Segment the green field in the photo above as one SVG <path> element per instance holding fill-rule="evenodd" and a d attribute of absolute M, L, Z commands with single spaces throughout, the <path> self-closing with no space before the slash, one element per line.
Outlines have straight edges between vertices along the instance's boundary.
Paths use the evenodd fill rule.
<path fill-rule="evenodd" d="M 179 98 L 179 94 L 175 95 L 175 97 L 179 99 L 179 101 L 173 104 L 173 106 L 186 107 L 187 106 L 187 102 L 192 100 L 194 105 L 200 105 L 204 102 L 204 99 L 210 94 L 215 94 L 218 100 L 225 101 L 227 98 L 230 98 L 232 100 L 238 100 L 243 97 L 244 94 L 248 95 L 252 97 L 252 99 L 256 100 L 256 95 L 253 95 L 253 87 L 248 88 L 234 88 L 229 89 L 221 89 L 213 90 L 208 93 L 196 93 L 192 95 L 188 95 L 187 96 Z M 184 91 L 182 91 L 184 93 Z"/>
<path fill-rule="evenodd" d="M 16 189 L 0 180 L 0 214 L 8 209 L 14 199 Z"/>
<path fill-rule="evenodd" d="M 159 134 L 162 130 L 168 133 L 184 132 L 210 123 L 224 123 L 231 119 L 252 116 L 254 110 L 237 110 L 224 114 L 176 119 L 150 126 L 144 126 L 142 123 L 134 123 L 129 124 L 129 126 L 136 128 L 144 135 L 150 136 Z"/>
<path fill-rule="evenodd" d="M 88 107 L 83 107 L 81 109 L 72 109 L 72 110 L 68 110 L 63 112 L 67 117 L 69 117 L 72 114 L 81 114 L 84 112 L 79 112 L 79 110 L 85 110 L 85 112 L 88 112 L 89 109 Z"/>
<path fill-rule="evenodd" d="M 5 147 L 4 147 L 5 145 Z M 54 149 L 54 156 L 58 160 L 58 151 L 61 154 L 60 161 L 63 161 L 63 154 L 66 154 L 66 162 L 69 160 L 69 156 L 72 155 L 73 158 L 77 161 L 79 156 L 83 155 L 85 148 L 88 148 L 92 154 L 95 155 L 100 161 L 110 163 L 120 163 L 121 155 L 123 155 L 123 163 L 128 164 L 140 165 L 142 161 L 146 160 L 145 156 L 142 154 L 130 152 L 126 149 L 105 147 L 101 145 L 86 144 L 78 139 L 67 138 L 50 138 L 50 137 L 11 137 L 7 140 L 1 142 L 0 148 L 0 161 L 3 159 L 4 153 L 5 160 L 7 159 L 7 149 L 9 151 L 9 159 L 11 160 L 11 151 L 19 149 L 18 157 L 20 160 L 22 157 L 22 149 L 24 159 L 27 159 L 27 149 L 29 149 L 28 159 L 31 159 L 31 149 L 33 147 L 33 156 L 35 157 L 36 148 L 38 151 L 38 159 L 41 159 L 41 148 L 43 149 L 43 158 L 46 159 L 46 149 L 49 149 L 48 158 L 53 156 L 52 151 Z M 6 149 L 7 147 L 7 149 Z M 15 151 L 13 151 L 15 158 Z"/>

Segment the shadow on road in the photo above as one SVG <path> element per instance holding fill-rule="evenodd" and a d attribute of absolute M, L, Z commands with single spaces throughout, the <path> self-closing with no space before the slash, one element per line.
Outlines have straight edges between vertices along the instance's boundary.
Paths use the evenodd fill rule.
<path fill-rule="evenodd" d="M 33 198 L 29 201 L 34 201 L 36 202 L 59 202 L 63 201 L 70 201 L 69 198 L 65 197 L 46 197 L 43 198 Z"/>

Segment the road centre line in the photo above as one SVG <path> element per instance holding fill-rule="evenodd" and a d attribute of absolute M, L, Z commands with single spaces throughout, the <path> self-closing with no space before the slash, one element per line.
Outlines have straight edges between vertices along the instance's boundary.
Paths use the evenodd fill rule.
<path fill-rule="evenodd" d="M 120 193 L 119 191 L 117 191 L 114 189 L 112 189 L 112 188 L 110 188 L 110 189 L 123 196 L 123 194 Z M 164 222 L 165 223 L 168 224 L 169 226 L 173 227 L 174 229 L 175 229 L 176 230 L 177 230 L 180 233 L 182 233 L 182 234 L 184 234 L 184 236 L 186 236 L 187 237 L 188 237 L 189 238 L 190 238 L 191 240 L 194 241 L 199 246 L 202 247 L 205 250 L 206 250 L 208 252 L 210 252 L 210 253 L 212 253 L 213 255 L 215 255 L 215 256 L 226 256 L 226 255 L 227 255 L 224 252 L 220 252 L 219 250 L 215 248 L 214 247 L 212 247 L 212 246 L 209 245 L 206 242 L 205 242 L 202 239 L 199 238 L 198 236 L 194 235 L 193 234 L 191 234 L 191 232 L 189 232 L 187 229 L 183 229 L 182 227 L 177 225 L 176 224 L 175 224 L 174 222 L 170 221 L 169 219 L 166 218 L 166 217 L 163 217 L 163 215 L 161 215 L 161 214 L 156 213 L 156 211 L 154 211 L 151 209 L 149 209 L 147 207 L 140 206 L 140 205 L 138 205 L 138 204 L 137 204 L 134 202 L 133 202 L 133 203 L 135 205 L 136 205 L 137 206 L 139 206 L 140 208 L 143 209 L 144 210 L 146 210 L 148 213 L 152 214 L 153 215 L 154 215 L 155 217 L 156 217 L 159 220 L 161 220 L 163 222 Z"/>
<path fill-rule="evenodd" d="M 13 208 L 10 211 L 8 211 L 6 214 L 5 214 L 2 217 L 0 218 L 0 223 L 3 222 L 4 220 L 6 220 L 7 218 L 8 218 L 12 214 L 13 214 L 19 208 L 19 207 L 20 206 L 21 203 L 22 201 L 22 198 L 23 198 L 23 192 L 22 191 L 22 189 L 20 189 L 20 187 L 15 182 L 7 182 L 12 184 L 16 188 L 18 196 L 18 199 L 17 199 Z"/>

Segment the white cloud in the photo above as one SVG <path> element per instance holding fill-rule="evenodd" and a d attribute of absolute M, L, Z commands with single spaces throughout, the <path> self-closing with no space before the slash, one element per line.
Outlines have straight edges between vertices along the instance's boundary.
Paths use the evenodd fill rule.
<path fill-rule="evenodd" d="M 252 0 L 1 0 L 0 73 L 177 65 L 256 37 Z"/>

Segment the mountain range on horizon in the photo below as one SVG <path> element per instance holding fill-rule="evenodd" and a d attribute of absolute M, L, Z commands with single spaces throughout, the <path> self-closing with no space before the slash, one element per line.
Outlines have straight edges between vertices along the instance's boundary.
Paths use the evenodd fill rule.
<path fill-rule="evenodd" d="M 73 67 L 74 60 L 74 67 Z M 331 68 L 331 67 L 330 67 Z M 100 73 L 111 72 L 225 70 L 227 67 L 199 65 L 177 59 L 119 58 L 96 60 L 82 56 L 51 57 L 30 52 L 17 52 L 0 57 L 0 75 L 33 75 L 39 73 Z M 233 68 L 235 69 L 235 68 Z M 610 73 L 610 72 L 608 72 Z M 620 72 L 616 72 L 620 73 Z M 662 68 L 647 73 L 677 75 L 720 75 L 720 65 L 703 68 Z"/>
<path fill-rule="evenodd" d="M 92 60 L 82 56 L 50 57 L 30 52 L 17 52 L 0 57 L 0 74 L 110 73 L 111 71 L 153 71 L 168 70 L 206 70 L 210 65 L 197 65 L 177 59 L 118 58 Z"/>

- Aim of the exercise:
Reproduce every line of the material above, character for character and in the same order.

- Task output:
Segment the green field in the photo above as one SVG <path> element per instance holding fill-rule="evenodd" and a d attribute of absolute M, L, Z commands with single spaces throughout, the <path> self-closing with no space before the slash, one element per line.
Outlines have straight edges between vertices along the instance's boundary.
Paths use the evenodd fill rule.
<path fill-rule="evenodd" d="M 179 98 L 179 94 L 175 95 L 175 97 L 179 99 L 179 101 L 173 104 L 173 106 L 186 107 L 187 106 L 187 102 L 192 100 L 194 105 L 200 105 L 204 102 L 204 99 L 210 94 L 215 94 L 218 100 L 225 101 L 227 98 L 230 98 L 232 100 L 238 100 L 243 97 L 244 94 L 248 95 L 252 97 L 252 99 L 256 100 L 256 95 L 253 95 L 253 87 L 248 88 L 234 88 L 229 89 L 221 89 L 213 90 L 208 93 L 196 93 L 192 95 L 188 95 L 187 96 Z M 184 91 L 182 91 L 184 93 Z"/>
<path fill-rule="evenodd" d="M 16 189 L 0 180 L 0 214 L 8 209 L 14 199 Z"/>
<path fill-rule="evenodd" d="M 159 134 L 162 130 L 168 133 L 184 132 L 210 123 L 224 123 L 231 119 L 252 116 L 254 110 L 237 110 L 224 114 L 176 119 L 150 126 L 144 126 L 142 123 L 134 123 L 129 124 L 129 126 L 136 128 L 144 135 L 150 136 Z"/>
<path fill-rule="evenodd" d="M 88 107 L 83 107 L 81 109 L 72 109 L 72 110 L 68 110 L 63 112 L 67 117 L 69 117 L 72 114 L 81 114 L 84 112 L 79 112 L 79 110 L 85 110 L 85 112 L 88 112 L 89 109 Z"/>
<path fill-rule="evenodd" d="M 5 147 L 4 147 L 5 145 Z M 54 149 L 54 156 L 58 160 L 58 151 L 61 154 L 60 161 L 63 161 L 63 154 L 66 154 L 66 162 L 69 160 L 69 156 L 72 155 L 73 158 L 77 161 L 79 156 L 83 155 L 85 148 L 88 148 L 92 154 L 95 155 L 100 161 L 110 163 L 120 163 L 121 155 L 123 155 L 123 163 L 128 164 L 140 165 L 142 161 L 146 160 L 145 156 L 142 154 L 130 152 L 126 149 L 105 147 L 101 145 L 86 144 L 78 139 L 67 138 L 50 138 L 50 137 L 11 137 L 7 140 L 1 142 L 0 148 L 0 161 L 3 159 L 4 153 L 5 160 L 7 159 L 7 149 L 9 151 L 9 159 L 11 160 L 11 151 L 19 149 L 18 157 L 20 160 L 22 157 L 22 149 L 24 159 L 27 159 L 27 149 L 29 149 L 28 159 L 31 159 L 31 149 L 33 147 L 33 156 L 35 157 L 36 148 L 38 151 L 38 159 L 41 159 L 41 148 L 43 149 L 43 158 L 46 159 L 46 149 L 49 149 L 48 158 L 53 156 L 52 151 Z M 6 149 L 7 147 L 7 149 Z M 15 151 L 13 151 L 15 158 Z"/>

Segment the shadow on road in the photo above as one SVG <path> element per instance holding fill-rule="evenodd" and a d attribute of absolute M, L, Z commands with single spaces throughout, the <path> self-closing with no space before the slash, one element per line.
Outlines have straight edges between vertices along the instance's boundary.
Paths use the evenodd fill rule.
<path fill-rule="evenodd" d="M 33 198 L 29 201 L 34 201 L 36 202 L 59 202 L 63 201 L 70 201 L 69 198 L 65 197 L 46 197 L 43 198 Z"/>

Segment the road centre line in the photo above as one SVG <path> element per instance holding fill-rule="evenodd" and a d attribute of absolute M, L, Z commands with single spaces throughout, the <path> self-closing with no space before the slash, one element per line.
Outlines have straight edges between vertices along the instance's boundary.
Paths use the evenodd fill rule.
<path fill-rule="evenodd" d="M 120 193 L 119 191 L 117 191 L 114 189 L 112 189 L 112 188 L 110 188 L 110 189 L 123 196 L 123 194 Z M 164 222 L 165 223 L 168 224 L 169 226 L 173 227 L 174 229 L 175 229 L 176 230 L 177 230 L 180 233 L 182 233 L 182 234 L 184 234 L 184 236 L 186 236 L 187 237 L 188 237 L 189 238 L 190 238 L 191 240 L 194 241 L 199 246 L 202 247 L 205 250 L 206 250 L 208 252 L 210 252 L 210 253 L 212 253 L 213 255 L 215 255 L 215 256 L 226 256 L 226 255 L 227 255 L 224 252 L 220 252 L 219 250 L 215 248 L 214 247 L 212 247 L 212 246 L 209 245 L 206 242 L 205 242 L 202 239 L 199 238 L 198 236 L 194 235 L 193 234 L 191 234 L 191 232 L 189 232 L 187 229 L 183 229 L 182 227 L 177 225 L 176 224 L 175 224 L 174 222 L 170 221 L 169 219 L 166 218 L 166 217 L 163 217 L 163 215 L 161 215 L 161 214 L 156 213 L 156 211 L 154 211 L 151 209 L 149 209 L 147 207 L 140 206 L 140 205 L 138 205 L 138 204 L 137 204 L 134 202 L 133 202 L 133 203 L 135 205 L 136 205 L 137 206 L 139 206 L 140 208 L 143 209 L 144 210 L 146 210 L 148 213 L 152 214 L 153 215 L 154 215 L 155 217 L 156 217 L 159 220 L 161 220 L 163 222 Z"/>
<path fill-rule="evenodd" d="M 13 208 L 10 211 L 8 211 L 6 214 L 5 214 L 2 217 L 0 218 L 0 223 L 3 222 L 4 220 L 6 220 L 7 218 L 8 218 L 12 214 L 13 214 L 19 208 L 19 207 L 20 206 L 21 203 L 22 201 L 22 198 L 23 198 L 23 192 L 22 191 L 22 189 L 20 189 L 20 187 L 15 182 L 7 182 L 12 184 L 16 188 L 18 196 L 18 199 L 17 199 Z"/>

Segment the white cloud in the photo above as one SVG <path> element per instance holding fill-rule="evenodd" and a d attribute of absolute M, L, Z commands with single spaces throughout, the <path> self-closing with no space before the slash, one element per line.
Outlines have straight edges between vertices along the instance's boundary.
Paths use the evenodd fill rule.
<path fill-rule="evenodd" d="M 252 0 L 1 0 L 0 73 L 177 65 L 256 37 Z"/>

Segment the mountain range on horizon in the photo below as one SVG <path> element per instance holding fill-rule="evenodd" and a d attribute of absolute M, L, Z commands with single spaces throughout, the <path> self-closing with no space before the slash, one element per line.
Outlines have straight edges between vertices along the instance's boundary.
Paths use the evenodd fill rule.
<path fill-rule="evenodd" d="M 73 67 L 74 60 L 74 67 Z M 331 68 L 331 67 L 330 67 Z M 100 73 L 111 72 L 225 70 L 227 67 L 199 65 L 177 59 L 119 58 L 96 60 L 82 56 L 51 57 L 30 52 L 17 52 L 0 57 L 0 75 L 33 75 L 39 73 Z M 233 68 L 235 69 L 235 68 Z M 610 73 L 610 72 L 608 72 Z M 620 72 L 616 72 L 620 73 Z M 662 68 L 647 73 L 677 75 L 720 75 L 720 65 L 703 68 Z"/>
<path fill-rule="evenodd" d="M 92 60 L 82 56 L 50 57 L 30 52 L 17 52 L 0 57 L 0 74 L 110 73 L 111 71 L 153 71 L 168 70 L 206 70 L 210 65 L 197 65 L 177 59 L 118 58 Z"/>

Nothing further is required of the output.